» **Stored records**
---

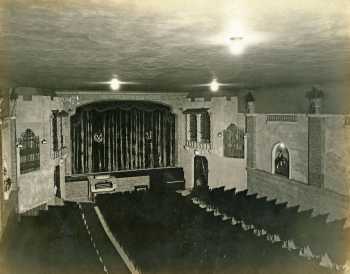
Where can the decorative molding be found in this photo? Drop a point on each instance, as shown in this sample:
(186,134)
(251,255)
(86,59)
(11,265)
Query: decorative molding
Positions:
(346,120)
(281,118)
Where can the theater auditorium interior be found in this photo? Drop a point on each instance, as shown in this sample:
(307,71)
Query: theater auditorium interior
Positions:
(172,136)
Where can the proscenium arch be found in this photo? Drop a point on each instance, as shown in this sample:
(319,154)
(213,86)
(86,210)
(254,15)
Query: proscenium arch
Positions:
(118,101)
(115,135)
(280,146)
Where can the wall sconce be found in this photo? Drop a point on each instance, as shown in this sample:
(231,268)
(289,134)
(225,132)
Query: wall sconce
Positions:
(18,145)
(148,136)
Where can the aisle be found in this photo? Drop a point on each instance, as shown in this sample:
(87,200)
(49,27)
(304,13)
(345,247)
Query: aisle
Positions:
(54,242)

---

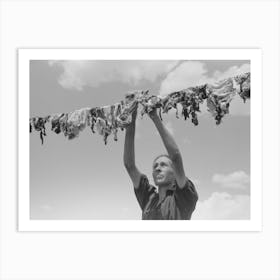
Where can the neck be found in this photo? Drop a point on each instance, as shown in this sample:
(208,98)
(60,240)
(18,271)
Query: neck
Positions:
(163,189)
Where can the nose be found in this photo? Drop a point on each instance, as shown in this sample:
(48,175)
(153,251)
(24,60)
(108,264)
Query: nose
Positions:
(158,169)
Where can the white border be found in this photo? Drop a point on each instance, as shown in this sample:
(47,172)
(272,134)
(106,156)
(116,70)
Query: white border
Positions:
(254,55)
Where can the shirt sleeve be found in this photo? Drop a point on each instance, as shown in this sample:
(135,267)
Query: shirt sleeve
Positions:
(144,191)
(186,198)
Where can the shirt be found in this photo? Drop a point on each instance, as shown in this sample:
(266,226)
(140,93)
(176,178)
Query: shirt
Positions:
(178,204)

---

» **Aim**
Please pull out every line above that contains the word "aisle" and copy each one as it appears.

» **Answer below**
Where can the aisle be found in this photo? Drop a point on each instance, as shown in this sample:
Query: aisle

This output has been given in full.